#### Goal of the exercise
Collect each line in the material below that contains the string "Please".

#### Labeling and segmentation records
--- BEGIN ---
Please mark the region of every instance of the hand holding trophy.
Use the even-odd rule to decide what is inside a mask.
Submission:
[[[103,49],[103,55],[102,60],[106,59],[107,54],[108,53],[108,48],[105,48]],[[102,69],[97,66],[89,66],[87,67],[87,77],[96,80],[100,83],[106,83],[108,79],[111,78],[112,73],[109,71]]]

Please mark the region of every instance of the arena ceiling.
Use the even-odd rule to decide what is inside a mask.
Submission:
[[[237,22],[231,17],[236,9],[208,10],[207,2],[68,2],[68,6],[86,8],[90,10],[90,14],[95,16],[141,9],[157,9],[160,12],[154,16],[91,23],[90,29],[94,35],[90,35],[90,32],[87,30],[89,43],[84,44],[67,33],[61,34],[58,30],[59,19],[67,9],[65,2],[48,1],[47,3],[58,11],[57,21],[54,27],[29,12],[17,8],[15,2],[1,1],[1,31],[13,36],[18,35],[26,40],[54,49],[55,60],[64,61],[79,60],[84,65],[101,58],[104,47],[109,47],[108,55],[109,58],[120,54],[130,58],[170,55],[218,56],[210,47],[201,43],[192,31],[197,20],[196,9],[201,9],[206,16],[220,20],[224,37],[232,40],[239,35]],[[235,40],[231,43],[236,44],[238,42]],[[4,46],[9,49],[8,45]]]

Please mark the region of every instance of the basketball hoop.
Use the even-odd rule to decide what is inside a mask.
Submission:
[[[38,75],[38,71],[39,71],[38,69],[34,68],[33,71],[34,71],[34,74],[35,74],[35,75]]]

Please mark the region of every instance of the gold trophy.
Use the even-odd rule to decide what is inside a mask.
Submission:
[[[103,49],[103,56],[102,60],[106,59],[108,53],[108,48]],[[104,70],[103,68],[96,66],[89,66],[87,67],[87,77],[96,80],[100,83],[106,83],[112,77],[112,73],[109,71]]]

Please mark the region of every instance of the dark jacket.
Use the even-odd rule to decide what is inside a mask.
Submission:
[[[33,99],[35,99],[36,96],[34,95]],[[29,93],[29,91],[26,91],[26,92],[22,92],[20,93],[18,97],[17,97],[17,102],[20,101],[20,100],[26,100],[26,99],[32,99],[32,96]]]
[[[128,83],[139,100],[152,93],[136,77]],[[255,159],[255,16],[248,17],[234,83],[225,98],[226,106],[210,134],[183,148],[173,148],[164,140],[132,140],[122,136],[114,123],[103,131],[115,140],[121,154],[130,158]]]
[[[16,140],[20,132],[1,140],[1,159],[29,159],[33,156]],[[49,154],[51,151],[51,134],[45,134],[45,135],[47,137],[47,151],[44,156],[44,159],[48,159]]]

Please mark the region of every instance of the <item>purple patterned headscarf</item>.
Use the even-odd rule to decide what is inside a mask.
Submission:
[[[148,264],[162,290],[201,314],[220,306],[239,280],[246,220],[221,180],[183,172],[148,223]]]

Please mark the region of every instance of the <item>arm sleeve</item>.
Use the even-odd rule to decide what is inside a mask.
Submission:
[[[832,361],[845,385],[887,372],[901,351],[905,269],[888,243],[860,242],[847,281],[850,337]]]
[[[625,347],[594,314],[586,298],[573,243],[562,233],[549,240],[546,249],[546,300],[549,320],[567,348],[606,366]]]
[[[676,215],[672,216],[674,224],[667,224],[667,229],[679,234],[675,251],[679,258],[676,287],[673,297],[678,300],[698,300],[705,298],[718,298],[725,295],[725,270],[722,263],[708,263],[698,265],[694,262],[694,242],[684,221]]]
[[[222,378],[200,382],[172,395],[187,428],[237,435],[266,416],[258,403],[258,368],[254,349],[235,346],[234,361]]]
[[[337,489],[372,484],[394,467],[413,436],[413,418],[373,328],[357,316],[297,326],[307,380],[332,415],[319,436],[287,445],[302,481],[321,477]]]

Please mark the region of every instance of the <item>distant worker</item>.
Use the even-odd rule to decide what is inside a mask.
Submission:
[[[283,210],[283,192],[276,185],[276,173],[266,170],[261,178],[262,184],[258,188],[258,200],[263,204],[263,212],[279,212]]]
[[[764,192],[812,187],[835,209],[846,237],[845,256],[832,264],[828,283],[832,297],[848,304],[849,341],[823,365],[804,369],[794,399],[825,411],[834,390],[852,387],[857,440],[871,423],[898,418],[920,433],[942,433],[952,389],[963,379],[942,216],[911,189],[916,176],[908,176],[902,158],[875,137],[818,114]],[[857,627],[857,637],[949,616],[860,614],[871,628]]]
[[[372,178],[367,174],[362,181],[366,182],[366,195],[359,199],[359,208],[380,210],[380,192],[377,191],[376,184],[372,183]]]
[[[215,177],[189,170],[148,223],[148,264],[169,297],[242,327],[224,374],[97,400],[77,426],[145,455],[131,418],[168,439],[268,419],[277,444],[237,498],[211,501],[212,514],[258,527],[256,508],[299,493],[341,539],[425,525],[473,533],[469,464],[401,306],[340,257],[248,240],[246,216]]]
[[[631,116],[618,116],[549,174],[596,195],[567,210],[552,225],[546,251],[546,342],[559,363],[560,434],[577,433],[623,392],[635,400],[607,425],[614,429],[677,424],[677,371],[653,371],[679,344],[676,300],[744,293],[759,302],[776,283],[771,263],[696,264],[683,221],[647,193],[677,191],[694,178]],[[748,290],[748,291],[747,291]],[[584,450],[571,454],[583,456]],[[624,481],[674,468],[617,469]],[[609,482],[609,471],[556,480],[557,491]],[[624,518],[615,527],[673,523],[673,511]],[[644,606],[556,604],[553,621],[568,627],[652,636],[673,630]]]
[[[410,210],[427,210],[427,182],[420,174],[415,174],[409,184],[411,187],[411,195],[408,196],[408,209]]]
--- END ---
#### Response to the task
Please mark the region of every instance of the hand holding trophy.
Please mark the region of every instance of the arena ceiling.
Please mark the region of every instance of the basketball hoop.
Please mark the region of every instance of the gold trophy.
Please mark the region of every instance of the dark jacket.
Please mark the region of every instance of the <item>purple patterned headscarf</item>.
Please mark the region of every instance of the <item>arm sleeve</item>.
Please mark the region of every instance of the <item>distant worker</item>.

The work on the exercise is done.